** Start of RECORD EXCERPTS **

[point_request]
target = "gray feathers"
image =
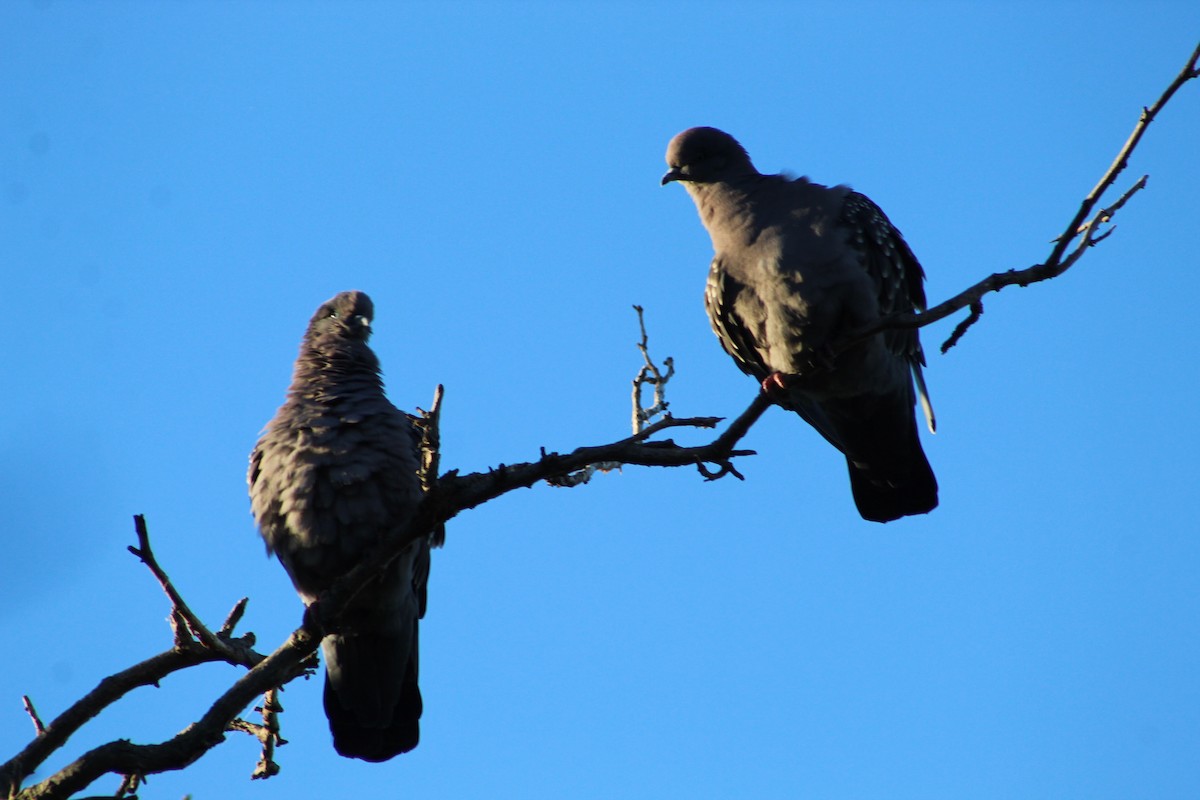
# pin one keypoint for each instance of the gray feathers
(334, 474)
(798, 266)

** End of RECORD EXCERPTS **

GIVEN REQUEST ▸ Rewrite the lines of the items above as a numbered list, skipping any blank lines and leaving out the pictures.

THE RESULT ▸
1. [point_request]
2. target = "gray feathers"
3. image =
4. # pin one keypoint for each instance of the gray feathers
5. (334, 474)
6. (798, 266)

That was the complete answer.